=== TEXTE DE LA PAGE ===
Allemagne - Musée

Berlin s’offre un « musée Berggruen » (II)

Le marchand et collectionneur prête sa collection à la ville de Berlin

Par Martin Angioni · Le Journal des Arts

Le 1 juillet 1996 - 1858 mots

Après avoir passé la majeure partie de sa vie à l’écart de sa ville natale et de son pays, Heinz Berggruen, l’un des tout premiers galeristes et collectionneurs de l’après-guerre, a décidé de présenter sa collection à Berlin.

Durant ces dernières semaines, Heinz Berggruen a surveillé la restauration et le réaménagement de l’ancien Musée des antiquités égyptiennes, face au château de Charlottenburg. À partir du 6 septembre, cet édifice néo-classique construit par Stueler abritera une exposition permanente intitulée « Picasso und seine Zeit : die Sammlung Berggruen » (Picasso et son époque : la collection Berggruen). Une centaine de pièces – incluant des œuvres de Van Gogh, Cézanne, Picasso, Klee, Braque et Giacometti – sont prêtées, pour une durée de dix ans au moins, à la Stiftung Preußischer Kulturbesitz, la fondation qui gère les grands musées de Berlin. La Ville de Berlin prendra à sa charge la totalité des 8 millions et demi de deutschemarks (28,9 millions de francs) nécessaires aux travaux de réaménagement menés sous la direction des architectes munichois Hilmer et Sattler, qui ont déjà conçu l’intérieur de la nouvelle Gemäldegalerie de Berlin. Répondant aux questions de notre partenaire éditorial, Il Giornale dell’arte, Heinz Berggruen explique les raisons de son choix, revient sur sa donation au Metropolitan Museum, confirme la publication de ses mémoires et donne son avis sur les perspectives du marché de l’art.

Pourquoi avoir choisi de prêter votre collection à Berlin ?
Heinz Berggruen : À Londres, lors de la présentation de ma collection à la National Gallery en 1991, Wolf-Dieter Dube, le directeur de la Stiftung Preußischer Kulturbesitz, m’a invité à Berlin en évoquant la possibilité d’installer ma collection dans le magnifique édifice construit par Stueler, un élève de Schinkel, face au château de Charlottenburg, qui abritait alors une partie de la collection d’antiquités égyptiennes (dont le fameux buste de Néfertiti), désormais transférée au Pergamon sur l’Île des musées. L’idée que ma collection puisse être présentée dans un bâtiment qui lui soit exclusivement consacré, offrant une superficie idéale pour présenter la centaine d’œuvres qu’elle comprend et, qui plus est, dans ma ville natale, ont été décisifs dans le choix de Berlin.
=== DONNÉES FOURNIES ===
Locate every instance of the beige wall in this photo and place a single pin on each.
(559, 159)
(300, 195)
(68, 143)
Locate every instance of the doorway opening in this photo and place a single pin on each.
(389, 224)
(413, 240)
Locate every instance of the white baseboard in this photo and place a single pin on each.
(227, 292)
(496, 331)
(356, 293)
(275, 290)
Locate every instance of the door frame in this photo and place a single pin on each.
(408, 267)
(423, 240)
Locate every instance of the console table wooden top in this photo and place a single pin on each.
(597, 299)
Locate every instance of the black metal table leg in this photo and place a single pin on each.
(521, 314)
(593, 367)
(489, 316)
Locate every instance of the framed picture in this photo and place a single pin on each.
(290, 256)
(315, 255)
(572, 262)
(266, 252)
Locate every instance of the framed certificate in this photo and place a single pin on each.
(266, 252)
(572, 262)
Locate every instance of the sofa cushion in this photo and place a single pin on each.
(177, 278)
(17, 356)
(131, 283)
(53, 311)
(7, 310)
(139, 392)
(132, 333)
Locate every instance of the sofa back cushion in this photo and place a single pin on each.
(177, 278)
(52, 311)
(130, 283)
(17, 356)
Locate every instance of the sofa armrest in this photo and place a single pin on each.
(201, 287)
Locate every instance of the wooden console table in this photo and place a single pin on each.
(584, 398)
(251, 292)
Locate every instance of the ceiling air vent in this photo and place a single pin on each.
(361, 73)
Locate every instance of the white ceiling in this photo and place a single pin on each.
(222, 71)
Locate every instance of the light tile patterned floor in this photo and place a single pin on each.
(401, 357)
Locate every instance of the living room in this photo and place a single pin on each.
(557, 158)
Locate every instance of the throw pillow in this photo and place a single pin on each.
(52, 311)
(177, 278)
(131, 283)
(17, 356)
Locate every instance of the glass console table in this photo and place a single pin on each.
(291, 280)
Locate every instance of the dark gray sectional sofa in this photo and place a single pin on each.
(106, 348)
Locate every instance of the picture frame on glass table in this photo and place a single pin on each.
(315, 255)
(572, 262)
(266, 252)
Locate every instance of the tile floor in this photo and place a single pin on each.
===
## TÂCHES
A. Dans l'article sur le musée Berggruen, relevez tous les artistes nommés comme auteurs des œuvres comprises dans la centaine de pièces prêtées.
B. Recopiez mot pour mot tout ce qui va de « Pourquoi avoir choisi » jusqu'à « choix de Berlin. » dans l'article sur le musée Berggruen.

## RÉPONSES PAR TÂCHE
A. Van Gogh, Cézanne, Picasso, Klee, Braque, Giacometti

B.
Pourquoi avoir choisi de prêter votre collection à Berlin ?
Heinz Berggruen : À Londres, lors de la présentation de ma collection à la National Gallery en 1991, Wolf-Dieter Dube, le directeur de la Stiftung Preußischer Kulturbesitz, m’a invité à Berlin en évoquant la possibilité d’installer ma collection dans le magnifique édifice construit par Stueler, un élève de Schinkel, face au château de Charlottenburg, qui abritait alors une partie de la collection d’antiquités égyptiennes (dont le fameux buste de Néfertiti), désormais transférée au Pergamon sur l’Île des musées. L’idée que ma collection puisse être présentée dans un bâtiment qui lui soit exclusivement consacré, offrant une superficie idéale pour présenter la centaine d’œuvres qu’elle comprend et, qui plus est, dans ma ville natale, ont été décisifs dans le choix de Berlin.